Reproduce every row below verbatim, leaving the pictures out of your copy.

## START Records to process

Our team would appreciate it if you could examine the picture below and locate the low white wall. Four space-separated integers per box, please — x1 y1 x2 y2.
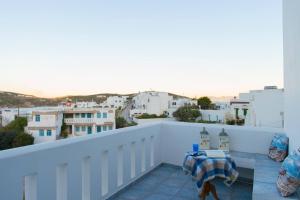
0 124 162 200
0 122 282 200
200 110 225 122
161 122 283 165
133 118 176 125
283 0 300 151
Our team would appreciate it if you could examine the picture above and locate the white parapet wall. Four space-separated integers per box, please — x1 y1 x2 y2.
0 122 282 200
133 117 175 125
0 124 162 200
283 0 300 151
161 122 283 165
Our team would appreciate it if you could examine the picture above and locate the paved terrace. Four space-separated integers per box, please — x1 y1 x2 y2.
109 164 252 200
0 122 298 200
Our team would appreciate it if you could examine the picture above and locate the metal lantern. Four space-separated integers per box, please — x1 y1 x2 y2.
219 128 229 151
200 127 210 150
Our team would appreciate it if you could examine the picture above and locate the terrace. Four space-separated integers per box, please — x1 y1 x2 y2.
0 122 297 200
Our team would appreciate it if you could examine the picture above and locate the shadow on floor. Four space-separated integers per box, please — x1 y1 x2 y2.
109 165 252 200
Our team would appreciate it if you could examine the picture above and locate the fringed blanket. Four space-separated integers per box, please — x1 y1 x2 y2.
183 152 239 191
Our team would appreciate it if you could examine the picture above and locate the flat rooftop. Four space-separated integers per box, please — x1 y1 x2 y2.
109 164 253 200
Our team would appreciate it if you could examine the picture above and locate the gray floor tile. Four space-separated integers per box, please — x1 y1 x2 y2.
110 165 252 200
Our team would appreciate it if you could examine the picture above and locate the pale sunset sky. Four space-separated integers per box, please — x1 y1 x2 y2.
0 0 283 97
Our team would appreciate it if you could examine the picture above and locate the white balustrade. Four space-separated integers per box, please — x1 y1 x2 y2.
0 119 282 200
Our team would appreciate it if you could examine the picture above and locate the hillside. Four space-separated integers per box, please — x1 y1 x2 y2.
0 91 225 107
0 91 132 107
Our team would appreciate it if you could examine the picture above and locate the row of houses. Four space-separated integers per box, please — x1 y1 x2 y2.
130 91 197 118
0 102 116 143
201 86 284 128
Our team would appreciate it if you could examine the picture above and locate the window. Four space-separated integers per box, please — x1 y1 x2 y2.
88 126 92 134
47 130 52 136
39 129 44 136
103 113 107 118
35 115 41 122
243 108 248 117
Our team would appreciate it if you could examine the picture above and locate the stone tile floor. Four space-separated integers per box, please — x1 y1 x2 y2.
109 165 252 200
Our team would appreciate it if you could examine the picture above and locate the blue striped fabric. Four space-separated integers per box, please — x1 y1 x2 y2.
183 152 239 190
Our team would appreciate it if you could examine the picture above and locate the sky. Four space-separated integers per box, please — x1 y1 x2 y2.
0 0 283 97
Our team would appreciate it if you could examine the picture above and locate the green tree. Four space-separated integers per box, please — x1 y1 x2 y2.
116 117 127 129
173 106 201 122
198 97 211 110
12 133 34 148
60 122 69 138
0 131 17 150
0 117 34 150
3 117 27 133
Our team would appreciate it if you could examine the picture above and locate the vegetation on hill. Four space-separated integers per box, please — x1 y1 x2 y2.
0 92 131 107
136 113 168 119
116 117 137 129
198 97 212 110
0 117 34 150
173 105 201 122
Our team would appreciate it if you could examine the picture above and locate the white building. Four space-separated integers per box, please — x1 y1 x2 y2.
130 91 172 117
283 0 300 151
229 98 250 119
200 109 227 123
130 91 197 117
27 111 63 143
167 96 197 117
101 96 128 109
63 107 116 136
239 86 284 128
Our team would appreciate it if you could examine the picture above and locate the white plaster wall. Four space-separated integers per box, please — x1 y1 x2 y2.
283 0 300 151
0 124 162 200
161 122 283 166
250 89 284 128
133 118 176 125
200 110 226 122
29 129 58 144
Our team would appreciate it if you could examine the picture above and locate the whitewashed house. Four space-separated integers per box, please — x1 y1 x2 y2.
239 86 284 128
27 111 63 143
130 91 172 117
229 98 250 119
167 96 197 117
101 96 128 109
63 107 116 136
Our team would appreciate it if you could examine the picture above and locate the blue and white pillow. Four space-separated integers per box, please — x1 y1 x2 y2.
277 148 300 197
269 134 289 162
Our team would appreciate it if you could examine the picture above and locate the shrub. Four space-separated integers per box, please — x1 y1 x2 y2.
0 131 17 150
3 117 27 133
198 97 211 110
226 119 235 125
136 113 168 119
12 133 34 148
173 106 201 122
116 117 137 129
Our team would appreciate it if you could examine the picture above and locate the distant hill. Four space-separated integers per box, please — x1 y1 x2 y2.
0 91 232 107
0 91 131 107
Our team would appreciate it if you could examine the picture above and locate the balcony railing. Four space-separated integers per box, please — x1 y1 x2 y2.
0 122 282 200
65 118 96 124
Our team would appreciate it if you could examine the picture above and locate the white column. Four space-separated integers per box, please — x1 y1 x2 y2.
72 124 75 136
92 124 97 133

## END Records to process

» **Exercise solution**:
Our team would appreciate it if you could examine the picture below and locate the low white wall. Four space-separated integers per box, please — x1 y1 x2 y2.
0 124 162 200
0 122 282 200
200 110 225 122
161 122 283 165
133 118 176 125
283 0 300 151
Our team would appreciate it if you could examine the picture above and locate the white parapet wall. Four space-separated integers per box, please — x1 y1 x2 y2.
0 122 282 200
133 117 175 125
0 124 162 200
283 0 300 151
161 122 283 165
Our team would appreciate it if you could examine the picture above and locate the paved terrace. Four space-separated integers per box, please — x1 y1 x2 y2.
109 164 252 200
0 122 298 200
Our team would appreciate it if you could examine the picture above and locate the metal lantern. Four space-separated integers per box, please — x1 y1 x2 y2.
219 128 229 151
200 127 210 150
Our team would appreciate it if you could examine the picture above and locate the terrace. Four space-separated integers per box, please — x1 y1 x2 y2.
0 122 297 200
Our team would appreciate it if you could examine the picture above and locate the shadow on floor. Four space-separated integers per box, please — x1 y1 x2 y2.
109 165 252 200
Our team would appreciate it if you could examine the picture above and locate the fringed blanket. Four space-separated integers per box, please — x1 y1 x2 y2.
183 152 239 191
Our team would appreciate it if you could examine the picture above and locate the flat rooftop. Four space-separated integers per box, please — x1 y1 x2 y2.
109 164 253 200
Our team would appreciate it if you could examine the picture above and locate the gray floor tile. Four space-separated integers per box, please — x1 y1 x2 y2.
110 165 252 200
Our team would appreciate it if you could examine the picture above and locate the pale sunset sky. Four space-separated integers per box, please — x1 y1 x2 y2.
0 0 283 97
Our team would appreciate it if you could examine the picture above and locate the white balustrade. Four space-separated integers per box, please — x1 y1 x2 y2.
0 119 282 200
Our team would appreciate it if you could examine the picture above and locate the hillside. Four space-separated integers per box, please — x1 y1 x2 y2.
0 91 225 107
0 91 132 107
Our team would appreciate it if you could examine the picture above and locate the row of houses. Four space-separated integers per box, please — x1 y1 x2 y2.
130 91 197 118
0 102 116 143
201 86 284 128
Our team would appreciate it if you could examine the picture above and locate the window. Four space-separated integers per box, please — x1 y1 x2 y2.
88 126 92 134
47 130 52 136
39 129 44 136
103 113 107 118
35 115 41 122
243 108 248 117
Our team would appreciate it if you could examine the picture above and locate the stone tile floor. Four space-separated integers per box, please — x1 y1 x2 y2.
109 165 252 200
Our team would appreciate it if you could examine the picture above and locate the blue striped fabric. Four space-separated integers per box, please — x1 y1 x2 y2.
183 152 239 190
Our team would appreciate it if you could examine the picture above and locate the sky. Four space-separated integers per box, please — x1 y1 x2 y2.
0 0 283 97
Our team would appreciate it if you could examine the picture above and locate the green tree. Four space-separated integers per box, please — x1 y1 x2 y2.
116 117 127 129
173 106 201 122
198 97 211 110
12 133 34 148
60 122 69 138
0 131 17 150
0 117 34 150
3 117 27 133
Our team would appreciate it if you could examine the picture above and locate the vegetation on hill. Four space-separated integers per box, please — x1 y1 x2 y2.
0 92 131 107
136 113 168 119
116 117 137 129
198 97 212 110
0 117 34 150
173 105 201 122
Our team would appreciate it if you could examine the picture above and locate the white building. Four space-separated integers per box, please — x1 y1 x2 y2.
130 91 172 117
283 0 300 151
229 98 250 119
200 109 227 123
130 91 197 117
27 111 63 143
167 96 197 117
101 96 128 109
63 107 116 136
239 86 284 128
Our team would appreciate it if you could examine the picture above and locate the white plaster wall. Four space-separated integers per box, please — x1 y1 x2 y2.
283 0 300 151
0 124 162 200
161 122 283 166
250 89 284 128
133 118 176 125
200 110 226 122
29 129 58 144
Our team would appreciate it if you could examine the picture above and locate the whitewashed house. Four space-separated integers per box, please — x1 y1 x2 y2.
239 86 284 128
27 111 63 143
130 91 172 117
229 98 250 119
167 96 197 117
101 96 128 109
63 107 116 136
Our team would appreciate it if you could examine the picture above and locate the blue and white pillow. Four space-separated integers per box, please — x1 y1 x2 y2.
277 148 300 197
269 134 289 162
Our team would appreciate it if you could examine the picture above and locate the shrub. Four space-separated integers per box, please — x1 y1 x2 y2.
0 131 17 150
3 117 27 133
198 97 211 110
226 119 235 125
136 113 168 119
12 133 34 148
173 106 201 122
116 117 137 129
Our team would appreciate it if you could examine the picture above and locate the distant hill. Four space-separated integers per box, please — x1 y1 x2 y2.
0 91 232 107
0 91 131 107
Our team would appreciate it if you could examine the picture above and locate the balcony railing. Four space-separated integers per box, please — x1 y1 x2 y2.
0 122 282 200
65 118 96 124
Our team would appreciate it if you could examine the picture above and locate the white column. Four space-separated integers per box, please — x1 y1 x2 y2.
72 124 75 136
92 124 97 133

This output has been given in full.